● Exercise aim:
When a line below contains the word "flag", copy that line.

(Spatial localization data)
=====
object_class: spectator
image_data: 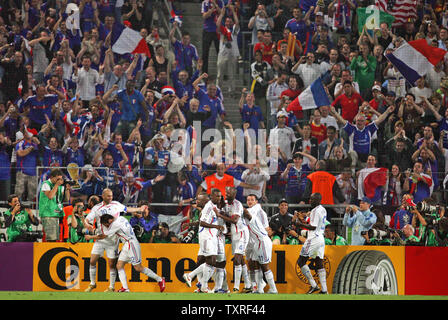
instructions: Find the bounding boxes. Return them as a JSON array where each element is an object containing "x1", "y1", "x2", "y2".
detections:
[
  {"x1": 266, "y1": 0, "x2": 291, "y2": 32},
  {"x1": 67, "y1": 198, "x2": 91, "y2": 244},
  {"x1": 216, "y1": 4, "x2": 240, "y2": 96},
  {"x1": 23, "y1": 85, "x2": 63, "y2": 131},
  {"x1": 331, "y1": 80, "x2": 363, "y2": 124},
  {"x1": 343, "y1": 197, "x2": 377, "y2": 245},
  {"x1": 0, "y1": 51, "x2": 28, "y2": 103},
  {"x1": 280, "y1": 152, "x2": 315, "y2": 204},
  {"x1": 292, "y1": 123, "x2": 318, "y2": 163},
  {"x1": 72, "y1": 55, "x2": 104, "y2": 107},
  {"x1": 169, "y1": 23, "x2": 199, "y2": 77},
  {"x1": 291, "y1": 52, "x2": 324, "y2": 89},
  {"x1": 241, "y1": 160, "x2": 270, "y2": 201},
  {"x1": 248, "y1": 4, "x2": 274, "y2": 45},
  {"x1": 349, "y1": 43, "x2": 376, "y2": 98},
  {"x1": 269, "y1": 110, "x2": 297, "y2": 160},
  {"x1": 15, "y1": 128, "x2": 40, "y2": 201},
  {"x1": 250, "y1": 50, "x2": 273, "y2": 114},
  {"x1": 330, "y1": 105, "x2": 395, "y2": 164},
  {"x1": 201, "y1": 0, "x2": 223, "y2": 74},
  {"x1": 253, "y1": 30, "x2": 276, "y2": 66},
  {"x1": 318, "y1": 125, "x2": 342, "y2": 160},
  {"x1": 266, "y1": 71, "x2": 289, "y2": 129},
  {"x1": 389, "y1": 194, "x2": 414, "y2": 230},
  {"x1": 239, "y1": 89, "x2": 265, "y2": 132},
  {"x1": 285, "y1": 6, "x2": 312, "y2": 50},
  {"x1": 403, "y1": 160, "x2": 434, "y2": 203}
]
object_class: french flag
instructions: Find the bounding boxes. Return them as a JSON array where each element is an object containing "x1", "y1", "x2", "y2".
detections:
[
  {"x1": 287, "y1": 77, "x2": 330, "y2": 113},
  {"x1": 385, "y1": 39, "x2": 447, "y2": 86},
  {"x1": 111, "y1": 23, "x2": 151, "y2": 58},
  {"x1": 358, "y1": 167, "x2": 388, "y2": 203},
  {"x1": 409, "y1": 173, "x2": 433, "y2": 203}
]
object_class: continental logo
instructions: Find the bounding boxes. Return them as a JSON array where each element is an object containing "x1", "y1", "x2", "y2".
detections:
[
  {"x1": 295, "y1": 257, "x2": 331, "y2": 285},
  {"x1": 36, "y1": 246, "x2": 290, "y2": 290}
]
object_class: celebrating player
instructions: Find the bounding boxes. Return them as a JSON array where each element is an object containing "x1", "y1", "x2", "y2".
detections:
[
  {"x1": 296, "y1": 192, "x2": 328, "y2": 294},
  {"x1": 86, "y1": 214, "x2": 166, "y2": 292},
  {"x1": 243, "y1": 194, "x2": 278, "y2": 294},
  {"x1": 83, "y1": 188, "x2": 148, "y2": 292}
]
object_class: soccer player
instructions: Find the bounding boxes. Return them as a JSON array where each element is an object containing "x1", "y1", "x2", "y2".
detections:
[
  {"x1": 83, "y1": 188, "x2": 147, "y2": 292},
  {"x1": 243, "y1": 194, "x2": 278, "y2": 294},
  {"x1": 296, "y1": 193, "x2": 328, "y2": 294},
  {"x1": 183, "y1": 189, "x2": 223, "y2": 293},
  {"x1": 86, "y1": 214, "x2": 166, "y2": 293},
  {"x1": 215, "y1": 186, "x2": 251, "y2": 293}
]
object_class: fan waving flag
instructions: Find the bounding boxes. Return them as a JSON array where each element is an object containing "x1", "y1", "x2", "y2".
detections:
[
  {"x1": 357, "y1": 6, "x2": 395, "y2": 34},
  {"x1": 375, "y1": 0, "x2": 417, "y2": 27},
  {"x1": 287, "y1": 77, "x2": 330, "y2": 113},
  {"x1": 358, "y1": 167, "x2": 389, "y2": 203},
  {"x1": 111, "y1": 23, "x2": 151, "y2": 58},
  {"x1": 385, "y1": 39, "x2": 447, "y2": 86}
]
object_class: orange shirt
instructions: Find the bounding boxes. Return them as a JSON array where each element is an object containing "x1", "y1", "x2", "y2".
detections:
[
  {"x1": 307, "y1": 171, "x2": 336, "y2": 204},
  {"x1": 204, "y1": 173, "x2": 235, "y2": 199}
]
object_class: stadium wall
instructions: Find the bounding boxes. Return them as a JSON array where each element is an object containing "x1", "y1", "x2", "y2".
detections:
[{"x1": 0, "y1": 243, "x2": 446, "y2": 295}]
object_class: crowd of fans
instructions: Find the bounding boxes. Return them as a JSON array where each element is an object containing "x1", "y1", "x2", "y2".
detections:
[{"x1": 1, "y1": 0, "x2": 448, "y2": 246}]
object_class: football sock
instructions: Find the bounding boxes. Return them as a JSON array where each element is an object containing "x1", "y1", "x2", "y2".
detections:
[
  {"x1": 301, "y1": 264, "x2": 317, "y2": 288},
  {"x1": 142, "y1": 267, "x2": 162, "y2": 282},
  {"x1": 242, "y1": 264, "x2": 251, "y2": 288},
  {"x1": 318, "y1": 268, "x2": 327, "y2": 292},
  {"x1": 109, "y1": 269, "x2": 117, "y2": 288},
  {"x1": 234, "y1": 265, "x2": 242, "y2": 290},
  {"x1": 117, "y1": 268, "x2": 129, "y2": 290},
  {"x1": 89, "y1": 265, "x2": 96, "y2": 285},
  {"x1": 264, "y1": 270, "x2": 277, "y2": 291}
]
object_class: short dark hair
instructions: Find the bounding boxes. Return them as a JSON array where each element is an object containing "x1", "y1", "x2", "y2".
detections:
[
  {"x1": 72, "y1": 198, "x2": 84, "y2": 206},
  {"x1": 49, "y1": 169, "x2": 64, "y2": 178},
  {"x1": 100, "y1": 214, "x2": 115, "y2": 225},
  {"x1": 7, "y1": 194, "x2": 19, "y2": 204}
]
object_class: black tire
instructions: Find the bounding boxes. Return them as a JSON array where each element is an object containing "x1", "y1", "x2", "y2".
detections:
[{"x1": 332, "y1": 250, "x2": 398, "y2": 295}]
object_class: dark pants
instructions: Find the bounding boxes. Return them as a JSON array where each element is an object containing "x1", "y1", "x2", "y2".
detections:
[{"x1": 202, "y1": 30, "x2": 220, "y2": 74}]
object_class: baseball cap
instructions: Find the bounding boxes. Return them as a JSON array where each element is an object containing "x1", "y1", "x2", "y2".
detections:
[
  {"x1": 360, "y1": 196, "x2": 372, "y2": 204},
  {"x1": 277, "y1": 110, "x2": 288, "y2": 118},
  {"x1": 372, "y1": 85, "x2": 382, "y2": 91},
  {"x1": 386, "y1": 91, "x2": 396, "y2": 97},
  {"x1": 278, "y1": 198, "x2": 288, "y2": 205}
]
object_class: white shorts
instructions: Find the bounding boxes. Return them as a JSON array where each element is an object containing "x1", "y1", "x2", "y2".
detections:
[
  {"x1": 300, "y1": 236, "x2": 325, "y2": 259},
  {"x1": 252, "y1": 237, "x2": 272, "y2": 265},
  {"x1": 245, "y1": 237, "x2": 255, "y2": 260},
  {"x1": 91, "y1": 239, "x2": 119, "y2": 259},
  {"x1": 198, "y1": 233, "x2": 218, "y2": 257},
  {"x1": 232, "y1": 230, "x2": 249, "y2": 256},
  {"x1": 119, "y1": 240, "x2": 142, "y2": 266},
  {"x1": 216, "y1": 233, "x2": 226, "y2": 263}
]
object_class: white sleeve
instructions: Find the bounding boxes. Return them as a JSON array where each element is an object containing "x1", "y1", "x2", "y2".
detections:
[{"x1": 41, "y1": 183, "x2": 51, "y2": 192}]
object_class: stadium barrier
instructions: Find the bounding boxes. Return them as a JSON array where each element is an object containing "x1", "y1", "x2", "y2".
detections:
[{"x1": 1, "y1": 242, "x2": 447, "y2": 295}]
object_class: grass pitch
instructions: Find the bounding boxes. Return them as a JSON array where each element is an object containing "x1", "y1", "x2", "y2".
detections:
[{"x1": 0, "y1": 291, "x2": 446, "y2": 300}]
=====
● Response to this exercise:
object_class: french flag
object_class: fan waving flag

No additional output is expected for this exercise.